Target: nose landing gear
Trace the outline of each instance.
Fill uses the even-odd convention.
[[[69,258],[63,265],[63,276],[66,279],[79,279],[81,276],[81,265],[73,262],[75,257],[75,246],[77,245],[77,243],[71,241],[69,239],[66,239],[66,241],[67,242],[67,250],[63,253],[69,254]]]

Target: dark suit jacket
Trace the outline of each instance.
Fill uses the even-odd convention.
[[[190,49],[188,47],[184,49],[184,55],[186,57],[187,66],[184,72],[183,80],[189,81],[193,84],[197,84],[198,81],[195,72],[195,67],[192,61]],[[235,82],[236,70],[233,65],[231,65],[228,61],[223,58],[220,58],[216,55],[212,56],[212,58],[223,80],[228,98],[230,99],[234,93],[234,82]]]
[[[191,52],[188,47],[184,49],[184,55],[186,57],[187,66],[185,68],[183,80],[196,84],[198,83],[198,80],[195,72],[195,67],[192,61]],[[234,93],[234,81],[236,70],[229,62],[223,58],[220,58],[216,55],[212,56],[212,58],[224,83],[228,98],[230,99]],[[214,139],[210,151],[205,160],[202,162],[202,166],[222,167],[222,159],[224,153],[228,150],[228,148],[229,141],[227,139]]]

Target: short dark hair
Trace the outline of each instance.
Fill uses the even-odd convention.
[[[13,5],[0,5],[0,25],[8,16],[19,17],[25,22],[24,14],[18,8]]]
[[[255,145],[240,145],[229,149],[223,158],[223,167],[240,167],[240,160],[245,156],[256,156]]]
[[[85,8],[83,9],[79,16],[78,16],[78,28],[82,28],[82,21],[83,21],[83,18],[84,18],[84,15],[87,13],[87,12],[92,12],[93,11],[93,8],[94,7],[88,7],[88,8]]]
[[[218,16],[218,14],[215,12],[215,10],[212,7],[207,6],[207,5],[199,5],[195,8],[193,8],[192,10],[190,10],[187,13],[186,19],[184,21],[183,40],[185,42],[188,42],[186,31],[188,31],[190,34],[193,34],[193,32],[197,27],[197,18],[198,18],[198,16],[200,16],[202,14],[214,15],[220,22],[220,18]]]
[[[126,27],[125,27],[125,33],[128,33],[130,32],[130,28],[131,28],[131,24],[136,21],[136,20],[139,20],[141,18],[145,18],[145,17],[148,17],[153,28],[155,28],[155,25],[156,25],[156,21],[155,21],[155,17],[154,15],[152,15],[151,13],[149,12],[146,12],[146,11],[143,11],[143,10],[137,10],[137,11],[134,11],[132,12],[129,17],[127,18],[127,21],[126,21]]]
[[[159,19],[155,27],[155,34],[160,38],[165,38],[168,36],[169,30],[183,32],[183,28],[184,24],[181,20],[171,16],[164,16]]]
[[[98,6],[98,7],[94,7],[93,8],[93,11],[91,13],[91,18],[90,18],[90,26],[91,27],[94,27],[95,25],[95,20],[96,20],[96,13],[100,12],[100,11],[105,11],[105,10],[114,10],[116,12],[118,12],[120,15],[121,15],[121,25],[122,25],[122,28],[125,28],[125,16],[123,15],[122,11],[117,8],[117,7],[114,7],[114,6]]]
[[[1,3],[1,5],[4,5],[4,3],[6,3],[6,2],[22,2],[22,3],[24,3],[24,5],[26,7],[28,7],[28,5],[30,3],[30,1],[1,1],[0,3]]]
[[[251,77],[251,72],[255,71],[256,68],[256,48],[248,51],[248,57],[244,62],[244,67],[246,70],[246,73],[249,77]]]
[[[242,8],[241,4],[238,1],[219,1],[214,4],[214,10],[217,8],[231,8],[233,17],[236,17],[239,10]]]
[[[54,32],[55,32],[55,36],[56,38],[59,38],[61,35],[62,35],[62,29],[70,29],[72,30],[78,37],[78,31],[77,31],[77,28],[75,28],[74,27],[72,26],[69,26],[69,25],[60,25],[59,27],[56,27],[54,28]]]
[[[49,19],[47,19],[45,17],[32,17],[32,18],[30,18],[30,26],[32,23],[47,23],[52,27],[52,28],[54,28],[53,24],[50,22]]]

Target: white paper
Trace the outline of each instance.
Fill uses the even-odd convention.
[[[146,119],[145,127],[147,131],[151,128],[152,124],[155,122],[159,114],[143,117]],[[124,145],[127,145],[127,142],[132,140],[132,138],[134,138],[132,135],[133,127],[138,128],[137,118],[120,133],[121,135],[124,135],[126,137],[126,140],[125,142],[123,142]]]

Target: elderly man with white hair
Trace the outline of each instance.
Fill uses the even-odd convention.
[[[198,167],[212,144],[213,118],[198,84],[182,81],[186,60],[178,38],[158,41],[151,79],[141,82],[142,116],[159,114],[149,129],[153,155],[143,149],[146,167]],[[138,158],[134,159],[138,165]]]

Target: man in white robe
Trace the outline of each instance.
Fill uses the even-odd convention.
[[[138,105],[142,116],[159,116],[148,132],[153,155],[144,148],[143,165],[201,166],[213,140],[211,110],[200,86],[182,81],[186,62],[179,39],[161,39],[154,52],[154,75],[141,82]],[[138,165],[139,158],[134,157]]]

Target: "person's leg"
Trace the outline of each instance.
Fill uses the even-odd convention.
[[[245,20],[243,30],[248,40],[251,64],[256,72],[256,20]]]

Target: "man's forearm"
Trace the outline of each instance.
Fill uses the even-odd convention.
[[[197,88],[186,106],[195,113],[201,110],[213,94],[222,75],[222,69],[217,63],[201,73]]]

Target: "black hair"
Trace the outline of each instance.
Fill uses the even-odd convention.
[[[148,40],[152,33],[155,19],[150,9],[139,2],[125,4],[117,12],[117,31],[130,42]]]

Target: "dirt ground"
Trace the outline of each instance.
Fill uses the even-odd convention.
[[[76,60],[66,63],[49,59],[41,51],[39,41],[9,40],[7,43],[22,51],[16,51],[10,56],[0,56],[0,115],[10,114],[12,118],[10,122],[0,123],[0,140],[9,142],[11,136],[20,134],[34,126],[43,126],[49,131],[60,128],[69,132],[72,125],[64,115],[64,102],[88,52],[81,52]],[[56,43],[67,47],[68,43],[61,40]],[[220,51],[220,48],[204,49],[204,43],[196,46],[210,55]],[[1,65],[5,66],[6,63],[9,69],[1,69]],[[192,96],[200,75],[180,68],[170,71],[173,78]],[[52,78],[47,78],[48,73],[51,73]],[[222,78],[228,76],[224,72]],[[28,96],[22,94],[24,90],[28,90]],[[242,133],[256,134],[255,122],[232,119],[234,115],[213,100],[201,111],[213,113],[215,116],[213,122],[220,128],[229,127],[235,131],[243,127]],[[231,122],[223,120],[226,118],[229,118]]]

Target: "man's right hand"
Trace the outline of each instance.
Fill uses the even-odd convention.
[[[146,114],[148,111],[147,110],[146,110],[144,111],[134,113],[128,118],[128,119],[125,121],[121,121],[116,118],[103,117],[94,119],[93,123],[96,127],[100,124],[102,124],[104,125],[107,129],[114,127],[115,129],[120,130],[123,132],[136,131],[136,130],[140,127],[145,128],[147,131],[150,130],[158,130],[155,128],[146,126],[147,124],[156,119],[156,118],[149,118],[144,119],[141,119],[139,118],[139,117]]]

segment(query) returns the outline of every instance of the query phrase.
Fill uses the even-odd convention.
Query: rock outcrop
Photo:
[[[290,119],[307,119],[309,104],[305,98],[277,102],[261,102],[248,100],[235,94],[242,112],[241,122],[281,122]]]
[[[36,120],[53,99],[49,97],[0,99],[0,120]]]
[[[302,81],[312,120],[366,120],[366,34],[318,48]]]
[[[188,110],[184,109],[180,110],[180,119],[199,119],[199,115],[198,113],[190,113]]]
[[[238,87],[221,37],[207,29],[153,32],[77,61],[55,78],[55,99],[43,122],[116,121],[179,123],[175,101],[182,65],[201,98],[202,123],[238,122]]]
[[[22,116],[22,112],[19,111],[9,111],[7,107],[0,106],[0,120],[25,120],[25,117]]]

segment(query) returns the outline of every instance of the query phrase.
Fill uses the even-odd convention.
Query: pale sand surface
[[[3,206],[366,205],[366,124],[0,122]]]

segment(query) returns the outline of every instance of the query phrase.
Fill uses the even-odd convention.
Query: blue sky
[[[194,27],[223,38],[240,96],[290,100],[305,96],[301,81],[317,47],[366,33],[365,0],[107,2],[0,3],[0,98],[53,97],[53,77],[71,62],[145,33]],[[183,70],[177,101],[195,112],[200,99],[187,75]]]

## [Goal]
Count the lines in the material above that contain the string "dark". Reply with the number alone.

## [Solution below]
2